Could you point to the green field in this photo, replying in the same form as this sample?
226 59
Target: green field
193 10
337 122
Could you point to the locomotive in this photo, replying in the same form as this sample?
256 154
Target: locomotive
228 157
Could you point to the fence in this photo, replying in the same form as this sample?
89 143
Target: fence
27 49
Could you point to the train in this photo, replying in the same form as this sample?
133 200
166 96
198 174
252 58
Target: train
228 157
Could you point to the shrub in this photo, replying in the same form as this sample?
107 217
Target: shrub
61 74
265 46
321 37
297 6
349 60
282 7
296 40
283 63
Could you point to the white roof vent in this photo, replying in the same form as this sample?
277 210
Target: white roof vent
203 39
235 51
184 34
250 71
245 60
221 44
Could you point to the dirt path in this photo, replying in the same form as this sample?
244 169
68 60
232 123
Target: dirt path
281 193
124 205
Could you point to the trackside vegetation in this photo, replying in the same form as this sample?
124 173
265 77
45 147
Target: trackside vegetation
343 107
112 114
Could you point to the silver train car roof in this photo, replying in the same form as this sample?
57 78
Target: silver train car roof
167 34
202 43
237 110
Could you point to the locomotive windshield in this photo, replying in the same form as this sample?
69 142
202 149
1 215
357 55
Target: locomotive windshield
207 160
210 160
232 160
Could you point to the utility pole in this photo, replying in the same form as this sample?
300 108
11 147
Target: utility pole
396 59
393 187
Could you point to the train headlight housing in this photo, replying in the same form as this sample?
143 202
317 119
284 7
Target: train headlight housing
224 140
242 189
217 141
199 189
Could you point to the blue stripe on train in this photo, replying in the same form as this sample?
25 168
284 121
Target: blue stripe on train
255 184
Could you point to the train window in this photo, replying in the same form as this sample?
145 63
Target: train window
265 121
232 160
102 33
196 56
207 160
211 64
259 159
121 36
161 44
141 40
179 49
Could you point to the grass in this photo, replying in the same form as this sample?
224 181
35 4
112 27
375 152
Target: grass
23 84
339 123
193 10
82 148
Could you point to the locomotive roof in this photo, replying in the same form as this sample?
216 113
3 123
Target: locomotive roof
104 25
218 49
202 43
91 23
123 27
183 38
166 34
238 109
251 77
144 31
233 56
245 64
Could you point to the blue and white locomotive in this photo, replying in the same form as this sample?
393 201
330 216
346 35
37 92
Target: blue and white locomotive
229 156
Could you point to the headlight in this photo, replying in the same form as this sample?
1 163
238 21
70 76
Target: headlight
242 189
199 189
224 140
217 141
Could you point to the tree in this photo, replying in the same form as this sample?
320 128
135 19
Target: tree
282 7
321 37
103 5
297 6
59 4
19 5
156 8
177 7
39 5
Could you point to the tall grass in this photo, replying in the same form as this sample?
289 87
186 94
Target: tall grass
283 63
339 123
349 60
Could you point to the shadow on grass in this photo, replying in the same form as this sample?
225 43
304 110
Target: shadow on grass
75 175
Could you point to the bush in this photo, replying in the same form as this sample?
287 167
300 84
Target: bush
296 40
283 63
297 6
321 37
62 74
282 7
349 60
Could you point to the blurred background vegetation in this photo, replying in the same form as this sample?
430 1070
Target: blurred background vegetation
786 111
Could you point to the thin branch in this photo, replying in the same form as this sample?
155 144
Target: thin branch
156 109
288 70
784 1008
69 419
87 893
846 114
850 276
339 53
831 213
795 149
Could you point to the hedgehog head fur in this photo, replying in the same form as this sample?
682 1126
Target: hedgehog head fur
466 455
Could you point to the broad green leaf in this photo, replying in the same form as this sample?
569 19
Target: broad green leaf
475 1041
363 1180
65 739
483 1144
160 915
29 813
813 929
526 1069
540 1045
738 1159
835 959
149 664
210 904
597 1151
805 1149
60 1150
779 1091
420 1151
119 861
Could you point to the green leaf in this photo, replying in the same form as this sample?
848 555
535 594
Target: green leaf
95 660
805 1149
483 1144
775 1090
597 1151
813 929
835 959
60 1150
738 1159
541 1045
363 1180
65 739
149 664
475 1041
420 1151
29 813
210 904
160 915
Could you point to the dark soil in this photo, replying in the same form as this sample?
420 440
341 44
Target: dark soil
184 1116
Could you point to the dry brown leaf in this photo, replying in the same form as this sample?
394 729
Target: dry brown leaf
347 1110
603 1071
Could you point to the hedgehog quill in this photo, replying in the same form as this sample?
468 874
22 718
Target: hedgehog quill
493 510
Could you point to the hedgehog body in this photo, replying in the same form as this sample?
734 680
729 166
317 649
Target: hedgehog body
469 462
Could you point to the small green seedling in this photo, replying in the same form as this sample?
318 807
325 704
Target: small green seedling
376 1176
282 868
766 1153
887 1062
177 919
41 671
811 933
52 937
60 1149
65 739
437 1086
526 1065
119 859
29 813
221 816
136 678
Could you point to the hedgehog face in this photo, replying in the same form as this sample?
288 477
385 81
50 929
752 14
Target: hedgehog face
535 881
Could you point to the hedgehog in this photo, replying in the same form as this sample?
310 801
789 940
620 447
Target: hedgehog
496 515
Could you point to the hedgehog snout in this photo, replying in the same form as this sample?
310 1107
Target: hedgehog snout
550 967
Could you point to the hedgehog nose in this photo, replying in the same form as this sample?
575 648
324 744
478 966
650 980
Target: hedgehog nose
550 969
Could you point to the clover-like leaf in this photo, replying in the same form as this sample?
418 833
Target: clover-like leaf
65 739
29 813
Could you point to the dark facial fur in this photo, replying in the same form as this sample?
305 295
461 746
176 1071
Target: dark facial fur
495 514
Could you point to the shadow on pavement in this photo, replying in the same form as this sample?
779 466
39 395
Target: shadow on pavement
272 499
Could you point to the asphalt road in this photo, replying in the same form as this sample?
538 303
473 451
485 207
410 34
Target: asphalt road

Exercise details
Reproduce the data shown above exactly.

Answer in full
Could you point to the green field in this photo, replying in the same form as this sample?
226 59
Target: green field
193 10
337 122
Could you point to the locomotive in this photo, replying in the same form as this sample?
256 154
Target: locomotive
228 157
Could you point to the fence in this photo, replying in the same form as this sample?
89 143
Target: fence
27 49
Could you point to the train in this photo, replying in the same form as this sample?
133 200
166 96
198 174
252 58
Target: train
228 157
Could you point to the shrub in this photo, replying in the same form as this sample?
107 217
Target: shrub
61 74
265 46
321 37
297 6
349 60
282 7
296 40
283 63
Could you point to the white roof vent in this photo, replying in the same form as this sample?
277 210
Target: white roof vent
203 39
235 51
184 34
250 71
245 60
221 44
Could you point to the dirt path in this photo, replying in the same form as this sample?
244 169
68 60
232 123
Target: dirt path
281 193
124 205
Could you point to the trackside vegetation in this photo, replying in the same form as this sample?
124 173
265 77
45 147
Target: trackside vegetation
343 107
112 114
Could you point to the silver train car roof in this photo, replying in the same form as this sample?
57 78
Target: silver train car roof
167 34
202 43
237 110
Could you point to the locomotive windshield in this photo, replying in the same form as this sample?
69 142
202 149
1 215
357 55
Target: locomotive windshield
207 160
210 160
232 160
Could you point to the utility pole in this photo, replying in the same form as this sample?
300 108
11 147
Target: utility pole
396 59
393 187
Could you point to the train headlight housing in this photo, replying in the same form as this sample?
143 202
317 119
284 7
Target: train headlight housing
224 140
242 189
217 141
199 189
Could you point to the blue stripe on train in this photo, replying in the same form as this sample?
25 168
284 121
Target: blue stripe on train
255 184
Could you point to the train window in this photo, replying in the same form as this sample?
145 63
Target: train window
265 121
232 160
102 33
196 56
207 160
211 64
259 159
121 36
161 44
141 40
179 49
Could you point to the grass in this photo, replying in the same form as this sample?
224 181
35 4
112 27
375 152
Target: grass
23 84
339 123
193 10
82 148
Could you point to the locomotive roof in this photo, replying in the same form as this sample?
216 113
3 123
Target: locomotive roof
104 25
218 49
202 43
91 23
123 27
183 38
166 34
238 109
251 77
144 31
233 56
245 64
Could you point to the blue and white locomotive in this photo, replying in the same form as this sample?
393 201
330 216
346 35
37 92
Target: blue and white locomotive
229 156
Could you point to the headlight in this photo, replying in the same form as this sample?
1 163
238 21
70 76
Target: headlight
242 189
199 189
224 140
217 141
Could you point to the tree in this photo, replying in the same form as this sample?
320 128
135 19
Target: tree
282 7
321 37
103 5
297 6
59 4
19 5
156 8
177 7
39 5
Could you point to the tall grass in this photo, replying in the same form as this sample?
289 87
186 94
Target: tall grass
283 63
339 123
349 60
Could you point to the shadow on grass in this photo, replying in the same form as this sample?
225 43
304 110
Target: shadow on grass
75 175
Could you point to the bush in this photo, replying in the same form as this sample?
287 167
300 84
Target: bush
296 40
283 63
297 6
321 37
62 74
282 7
349 60
Could you point to the blurred background vegetation in this photo, replying in the same form as this sample?
430 1070
Target: blurred background vegetation
786 111
Could you point to the thin branch in this photo, replying in the same form as this sample?
155 144
Target: thin branch
156 109
288 70
784 1008
69 419
87 893
846 114
850 276
339 53
831 213
795 149
Could you point to the hedgehog head fur in this photo, replying in the same form as this sample?
682 1126
Target: hedgehog head fur
466 455
Could you point to the broad green leaf in this photo, replying in the same form as this sample?
569 19
Target: broad green leaf
475 1041
363 1180
65 739
483 1144
160 915
29 813
813 929
526 1069
540 1045
738 1159
835 959
149 664
210 904
597 1151
805 1149
60 1150
779 1091
420 1151
119 861
Could you point to the green leaf in this photo, replying in the same form as this sample?
848 555
535 594
Target: green leaf
95 660
805 1149
483 1144
775 1090
597 1151
813 929
835 959
60 1150
738 1159
541 1045
363 1180
65 739
149 664
475 1041
420 1151
29 813
210 904
160 915
Could you point to the dark soil in this photo, replying in the same form as this sample?
420 440
341 44
Target: dark soil
184 1116
Could you point to the dry brown leaf in this photo, replying in the same form as this sample?
394 729
Target: dry brown leaf
347 1110
603 1071
Could you point to the hedgehog quill in this photo, replying in the same form as this sample?
468 874
22 718
Target: hedgehog quill
493 510
Could you point to the hedgehog body in this photo, replying in the same form as this sample?
734 680
729 166
317 649
Target: hedgehog body
469 462
Could you point to the small green seedling in this photo, replying in the same form as this sample?
318 807
325 704
Target: small green seedling
376 1176
282 868
766 1153
887 1062
177 919
41 671
811 933
52 937
60 1149
65 739
437 1086
526 1065
119 859
29 813
221 816
136 678
Could you point to the hedgehog face in this photo, replying in the same form as this sample?
288 477
385 81
50 929
752 14
Target: hedgehog face
535 881
Could you point to the hedgehog in this photo, replying in the same form as this sample?
310 801
789 940
620 447
Target: hedgehog
496 515
Could you point to the hedgehog snout in this photo, replying in the same form as this sample?
310 1107
Target: hedgehog snout
550 967
Could you point to the hedgehog nose in this photo, replying in the same form as this sample?
575 648
324 744
478 966
650 980
Target: hedgehog nose
550 969
Could you point to the clover-like leaf in this photo, replying in the same form as this sample?
418 833
Target: clover-like leaf
65 739
29 813
Could you point to the dark facial fur in this photo, replying in the same form as this sample?
305 295
461 746
176 1071
Target: dark facial fur
495 514
Could you point to the shadow on pavement in this photo, replying in the same form as this sample?
779 466
39 395
Target: shadow on pavement
272 499
Could you point to the asphalt road in this photo, replying in the same form as this sample?
538 303
473 451
485 207
410 34
Target: asphalt road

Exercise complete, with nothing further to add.